Return the records word for word. Any pictures in them are not part of the copy.

**** Data for this task

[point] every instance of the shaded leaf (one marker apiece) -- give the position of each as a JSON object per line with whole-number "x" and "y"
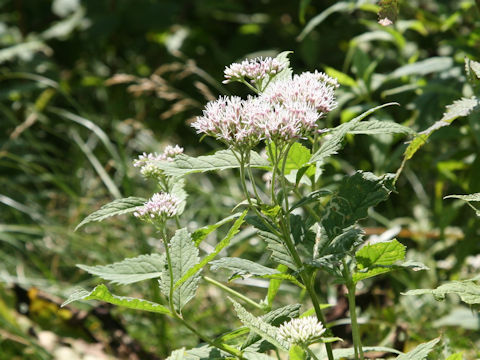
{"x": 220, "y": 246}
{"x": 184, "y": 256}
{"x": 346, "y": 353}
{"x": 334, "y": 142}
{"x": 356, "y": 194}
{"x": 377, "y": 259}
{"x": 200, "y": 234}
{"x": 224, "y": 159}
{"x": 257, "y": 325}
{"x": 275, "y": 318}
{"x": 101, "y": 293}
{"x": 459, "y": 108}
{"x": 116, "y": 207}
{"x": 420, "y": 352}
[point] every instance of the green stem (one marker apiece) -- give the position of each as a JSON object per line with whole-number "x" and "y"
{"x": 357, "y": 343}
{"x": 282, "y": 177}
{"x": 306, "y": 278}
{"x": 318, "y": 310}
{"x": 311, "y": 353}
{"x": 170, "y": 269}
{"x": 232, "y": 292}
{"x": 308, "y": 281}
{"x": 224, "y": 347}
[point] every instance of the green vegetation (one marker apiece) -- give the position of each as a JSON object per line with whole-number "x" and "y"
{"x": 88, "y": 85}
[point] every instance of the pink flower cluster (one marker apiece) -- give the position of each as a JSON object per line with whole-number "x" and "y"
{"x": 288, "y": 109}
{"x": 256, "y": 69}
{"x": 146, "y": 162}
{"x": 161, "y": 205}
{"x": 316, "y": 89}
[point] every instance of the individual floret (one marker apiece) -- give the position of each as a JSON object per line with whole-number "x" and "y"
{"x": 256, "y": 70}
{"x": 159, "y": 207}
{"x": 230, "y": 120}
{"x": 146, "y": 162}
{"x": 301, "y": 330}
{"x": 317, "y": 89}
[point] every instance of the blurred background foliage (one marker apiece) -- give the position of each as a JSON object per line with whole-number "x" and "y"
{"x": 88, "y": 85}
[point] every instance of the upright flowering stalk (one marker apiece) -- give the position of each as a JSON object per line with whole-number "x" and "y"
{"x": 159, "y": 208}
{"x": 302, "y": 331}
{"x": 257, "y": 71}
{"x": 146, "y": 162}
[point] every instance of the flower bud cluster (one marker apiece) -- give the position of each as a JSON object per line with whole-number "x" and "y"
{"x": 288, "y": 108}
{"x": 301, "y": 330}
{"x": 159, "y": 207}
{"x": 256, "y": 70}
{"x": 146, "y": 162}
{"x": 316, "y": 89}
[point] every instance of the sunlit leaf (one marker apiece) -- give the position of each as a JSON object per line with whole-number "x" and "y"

********

Result:
[point] every instance of the shaded leaf (one marker apiece) -- give the position of each as a JSON object per line with whole-number "x" and "y"
{"x": 220, "y": 246}
{"x": 184, "y": 256}
{"x": 346, "y": 353}
{"x": 334, "y": 142}
{"x": 356, "y": 194}
{"x": 377, "y": 259}
{"x": 200, "y": 234}
{"x": 224, "y": 159}
{"x": 257, "y": 325}
{"x": 275, "y": 318}
{"x": 101, "y": 293}
{"x": 459, "y": 108}
{"x": 116, "y": 207}
{"x": 420, "y": 352}
[point] every instance of the green stem (one marker apiece) -- give the position of each as a JSON object per line with whole-number "x" and "y"
{"x": 357, "y": 343}
{"x": 282, "y": 177}
{"x": 306, "y": 278}
{"x": 318, "y": 310}
{"x": 311, "y": 353}
{"x": 170, "y": 269}
{"x": 232, "y": 292}
{"x": 308, "y": 281}
{"x": 224, "y": 347}
[point] every instance of the green vegetation (one marker apiece) -- give the position of each as a JSON object per line with whole-number "x" and "y"
{"x": 88, "y": 85}
[point] every instance of the pink flower cluster (one marker apiece) -- give the position of each as a JSON object per line with whole-number "x" and "y"
{"x": 288, "y": 109}
{"x": 256, "y": 69}
{"x": 146, "y": 162}
{"x": 161, "y": 205}
{"x": 316, "y": 89}
[point] every instance of the individual floret (one marker apiece) -- give the position of each as a JSON object per line with whole-number "x" and "y"
{"x": 256, "y": 70}
{"x": 159, "y": 207}
{"x": 230, "y": 120}
{"x": 146, "y": 162}
{"x": 301, "y": 330}
{"x": 317, "y": 89}
[point] every instance of the blurred background foliage (one marker apiece) -- give the position of each as a JSON object per line with whole-number "x" and "y"
{"x": 88, "y": 85}
[point] every instance of the upright flowering stalk (one marker apiece) -- give the position of each as a JSON object per line with whole-number "x" and "y"
{"x": 159, "y": 208}
{"x": 302, "y": 331}
{"x": 257, "y": 71}
{"x": 146, "y": 162}
[point] every instance of the flower bud cluster (one marker apiece) -- give the position of each as a JSON object per line with whole-number "x" and "y"
{"x": 288, "y": 108}
{"x": 301, "y": 330}
{"x": 159, "y": 207}
{"x": 256, "y": 70}
{"x": 146, "y": 162}
{"x": 316, "y": 89}
[point] every instance of the sunlit leaf (one marker apiece) -- give the position of each as a JSON object per line with whole-number "x" and "y"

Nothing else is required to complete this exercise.